Begin Given passage

14 September 2009
Elder Mediation creates a safe space for dialogue about challenging issues that come with changing circumstances in life. Each family’s needs are different. Issues involved in Elder Mediation may include:
- Estate Planning & Trust Arrangements,
- Housing & Living Arrangements,
- Care giving & Health Care Planning,
- Financial Management & Consumer Issues,
- Guardianship & Conservatorship Issues,
- Decisions about inheritance, and
- Settlement of Estates when heirs disagree.
Any person may suggest a mediaton, and the Elder is involved in the mediation to the fullest extent possible. Mediation strives to preserve the autonomy, independence, and dignity of the Elder while accommodating practical and financial needs including care giving and safety.
Ideally, a family will call in a mediator to facilitate discussion before a crisis occurs. This will ensure that thoughtful well-considered strategies for dealing with life transitions are put in place at a time when many options are still open. When done early in the process, planning can be proactive rather than reactive.
A mediator is often called in after a crisis has occurred. When faced with a crisis, the Elder and different members of the family may individually come up with different answers to the question, “What’s next?” Big decisions must be made on short time frames and with limited information. This is fine. The mediator is a professional. Elder mediators do not make decisions for families, but they can point families to resources and facilitate the process of decision making. In this way, they help families manage conflict peacefully.

End Given passage

**Task requirements**
Write out the elder mediation text, starting at "Ideally, a family" and ending at "manage conflict peacefully.". The items that come next are separate material, unrelated to the elder mediation text.

Begin Material provided

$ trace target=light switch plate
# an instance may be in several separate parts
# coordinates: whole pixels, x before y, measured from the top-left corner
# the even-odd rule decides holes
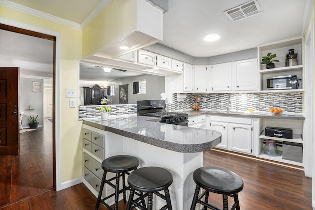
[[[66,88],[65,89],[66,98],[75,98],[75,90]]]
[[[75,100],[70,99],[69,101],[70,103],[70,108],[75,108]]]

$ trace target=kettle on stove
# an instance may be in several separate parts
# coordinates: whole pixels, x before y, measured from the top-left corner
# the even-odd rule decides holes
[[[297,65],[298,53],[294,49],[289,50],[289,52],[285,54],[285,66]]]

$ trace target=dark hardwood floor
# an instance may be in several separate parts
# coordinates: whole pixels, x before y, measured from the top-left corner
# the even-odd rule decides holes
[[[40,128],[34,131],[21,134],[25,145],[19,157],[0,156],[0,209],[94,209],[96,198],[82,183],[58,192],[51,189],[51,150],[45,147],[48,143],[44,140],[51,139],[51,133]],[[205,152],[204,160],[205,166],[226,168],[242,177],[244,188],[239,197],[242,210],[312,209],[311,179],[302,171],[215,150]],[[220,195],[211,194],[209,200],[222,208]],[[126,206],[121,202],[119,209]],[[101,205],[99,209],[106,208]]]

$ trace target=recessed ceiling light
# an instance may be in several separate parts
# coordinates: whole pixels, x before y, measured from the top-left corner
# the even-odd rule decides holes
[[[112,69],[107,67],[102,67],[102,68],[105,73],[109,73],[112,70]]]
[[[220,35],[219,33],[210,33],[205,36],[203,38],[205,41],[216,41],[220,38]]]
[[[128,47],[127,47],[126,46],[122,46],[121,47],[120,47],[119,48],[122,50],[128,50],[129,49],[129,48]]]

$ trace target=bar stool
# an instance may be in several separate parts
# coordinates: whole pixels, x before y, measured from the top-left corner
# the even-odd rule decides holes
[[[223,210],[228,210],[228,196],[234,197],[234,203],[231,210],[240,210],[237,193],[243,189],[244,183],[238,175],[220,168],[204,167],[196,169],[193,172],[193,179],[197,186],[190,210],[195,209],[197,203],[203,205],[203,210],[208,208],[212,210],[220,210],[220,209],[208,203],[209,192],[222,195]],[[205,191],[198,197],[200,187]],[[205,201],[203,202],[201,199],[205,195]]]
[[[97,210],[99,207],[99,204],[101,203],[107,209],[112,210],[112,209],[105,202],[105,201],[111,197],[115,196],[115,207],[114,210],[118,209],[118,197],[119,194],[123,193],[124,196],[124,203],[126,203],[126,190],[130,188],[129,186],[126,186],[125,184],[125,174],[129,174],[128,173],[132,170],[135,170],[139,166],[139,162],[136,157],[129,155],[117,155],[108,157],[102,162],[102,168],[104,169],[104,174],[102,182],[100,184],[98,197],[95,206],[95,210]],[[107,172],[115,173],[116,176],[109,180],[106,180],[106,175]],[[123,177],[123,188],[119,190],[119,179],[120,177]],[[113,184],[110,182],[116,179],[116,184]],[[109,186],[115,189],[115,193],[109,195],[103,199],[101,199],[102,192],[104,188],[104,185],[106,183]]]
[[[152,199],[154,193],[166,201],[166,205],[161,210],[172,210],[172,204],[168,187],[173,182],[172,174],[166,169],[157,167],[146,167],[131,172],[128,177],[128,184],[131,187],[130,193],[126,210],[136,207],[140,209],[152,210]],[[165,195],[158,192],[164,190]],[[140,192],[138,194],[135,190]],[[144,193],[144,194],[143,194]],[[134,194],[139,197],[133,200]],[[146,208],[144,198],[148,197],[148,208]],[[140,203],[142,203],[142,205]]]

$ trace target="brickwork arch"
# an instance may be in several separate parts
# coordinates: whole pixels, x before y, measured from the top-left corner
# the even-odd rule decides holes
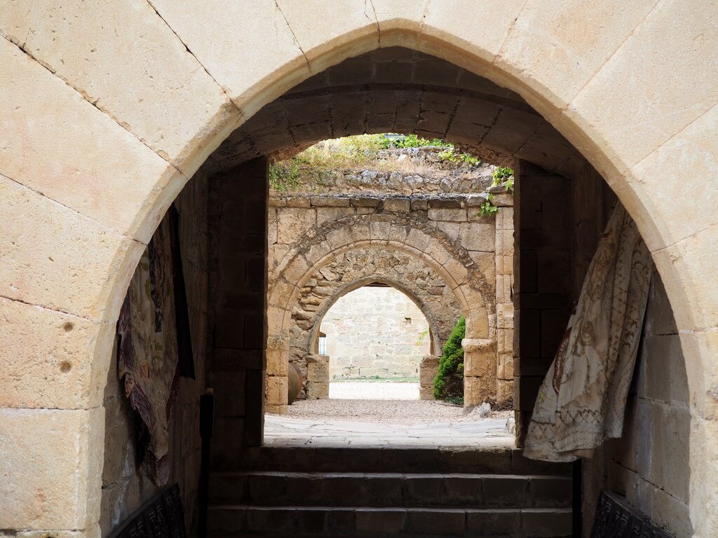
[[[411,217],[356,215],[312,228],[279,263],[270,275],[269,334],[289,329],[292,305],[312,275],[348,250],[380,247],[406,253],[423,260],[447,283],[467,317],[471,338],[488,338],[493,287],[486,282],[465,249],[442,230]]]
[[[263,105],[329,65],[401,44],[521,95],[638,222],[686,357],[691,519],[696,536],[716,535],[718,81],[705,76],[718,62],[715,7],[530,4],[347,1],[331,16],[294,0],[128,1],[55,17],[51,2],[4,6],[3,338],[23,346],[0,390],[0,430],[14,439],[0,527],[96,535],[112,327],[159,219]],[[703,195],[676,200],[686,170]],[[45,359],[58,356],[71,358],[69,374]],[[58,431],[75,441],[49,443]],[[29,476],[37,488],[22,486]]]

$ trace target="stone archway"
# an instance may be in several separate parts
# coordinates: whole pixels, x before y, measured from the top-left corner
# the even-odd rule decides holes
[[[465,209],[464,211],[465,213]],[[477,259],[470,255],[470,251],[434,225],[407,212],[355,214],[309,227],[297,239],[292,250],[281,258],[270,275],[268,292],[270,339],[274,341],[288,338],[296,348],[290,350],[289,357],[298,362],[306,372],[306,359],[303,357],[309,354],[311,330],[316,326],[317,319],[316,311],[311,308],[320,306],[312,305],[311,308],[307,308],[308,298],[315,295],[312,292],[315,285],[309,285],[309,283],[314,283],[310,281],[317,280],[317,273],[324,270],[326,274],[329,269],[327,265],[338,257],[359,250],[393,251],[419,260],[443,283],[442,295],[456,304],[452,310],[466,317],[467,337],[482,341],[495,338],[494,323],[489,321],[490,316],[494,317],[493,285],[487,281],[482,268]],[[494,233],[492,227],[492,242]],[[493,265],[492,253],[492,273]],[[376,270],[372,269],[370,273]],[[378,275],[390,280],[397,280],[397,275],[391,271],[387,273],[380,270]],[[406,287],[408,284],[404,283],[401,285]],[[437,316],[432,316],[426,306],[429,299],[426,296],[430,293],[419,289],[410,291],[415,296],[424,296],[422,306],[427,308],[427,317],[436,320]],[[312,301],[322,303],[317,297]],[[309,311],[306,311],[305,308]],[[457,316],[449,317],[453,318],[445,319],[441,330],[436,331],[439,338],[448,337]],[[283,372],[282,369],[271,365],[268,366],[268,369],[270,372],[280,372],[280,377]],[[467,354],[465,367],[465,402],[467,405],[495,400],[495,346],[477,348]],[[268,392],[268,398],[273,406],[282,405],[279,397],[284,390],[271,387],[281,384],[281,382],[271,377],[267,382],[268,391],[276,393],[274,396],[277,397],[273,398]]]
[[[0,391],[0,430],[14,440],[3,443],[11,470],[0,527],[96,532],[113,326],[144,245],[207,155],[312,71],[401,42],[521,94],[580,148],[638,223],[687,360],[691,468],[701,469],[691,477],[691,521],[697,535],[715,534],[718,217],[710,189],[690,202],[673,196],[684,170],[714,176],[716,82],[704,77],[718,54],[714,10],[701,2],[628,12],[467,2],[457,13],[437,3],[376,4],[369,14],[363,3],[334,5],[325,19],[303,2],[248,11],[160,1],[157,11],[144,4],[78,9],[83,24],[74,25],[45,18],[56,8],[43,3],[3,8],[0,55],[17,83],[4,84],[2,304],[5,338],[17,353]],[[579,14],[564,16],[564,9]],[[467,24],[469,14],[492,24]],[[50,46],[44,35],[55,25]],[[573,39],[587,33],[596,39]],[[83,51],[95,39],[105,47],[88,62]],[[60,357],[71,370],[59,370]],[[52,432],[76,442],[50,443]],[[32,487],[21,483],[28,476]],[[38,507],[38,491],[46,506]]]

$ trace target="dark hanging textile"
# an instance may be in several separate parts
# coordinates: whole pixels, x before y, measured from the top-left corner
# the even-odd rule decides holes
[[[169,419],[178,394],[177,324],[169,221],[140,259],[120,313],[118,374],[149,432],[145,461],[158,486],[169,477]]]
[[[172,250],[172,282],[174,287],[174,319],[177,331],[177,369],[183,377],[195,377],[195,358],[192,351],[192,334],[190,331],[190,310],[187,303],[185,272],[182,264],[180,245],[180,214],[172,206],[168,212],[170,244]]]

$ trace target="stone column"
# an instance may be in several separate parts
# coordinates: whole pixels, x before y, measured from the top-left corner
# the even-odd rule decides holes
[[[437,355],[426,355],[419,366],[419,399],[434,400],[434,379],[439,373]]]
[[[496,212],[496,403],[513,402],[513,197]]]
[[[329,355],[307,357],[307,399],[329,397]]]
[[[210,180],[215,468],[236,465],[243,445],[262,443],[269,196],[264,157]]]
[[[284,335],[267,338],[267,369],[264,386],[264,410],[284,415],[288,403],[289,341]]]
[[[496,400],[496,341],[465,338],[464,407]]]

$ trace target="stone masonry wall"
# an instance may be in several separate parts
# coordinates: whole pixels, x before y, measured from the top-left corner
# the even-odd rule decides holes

End Material provided

**Exercise output**
Ideally, a family will call in a mediator to facilitate discussion before a crisis occurs. This will ensure that thoughtful well-considered strategies for dealing with life transitions are put in place at a time when many options are still open. When done early in the process, planning can be proactive rather than reactive.
A mediator is often called in after a crisis has occurred. When faced with a crisis, the Elder and different members of the family may individually come up with different answers to the question, “What’s next?” Big decisions must be made on short time frames and with limited information. This is fine. The mediator is a professional. Elder mediators do not make decisions for families, but they can point families to resources and facilitate the process of decision making. In this way, they help families manage conflict peacefully.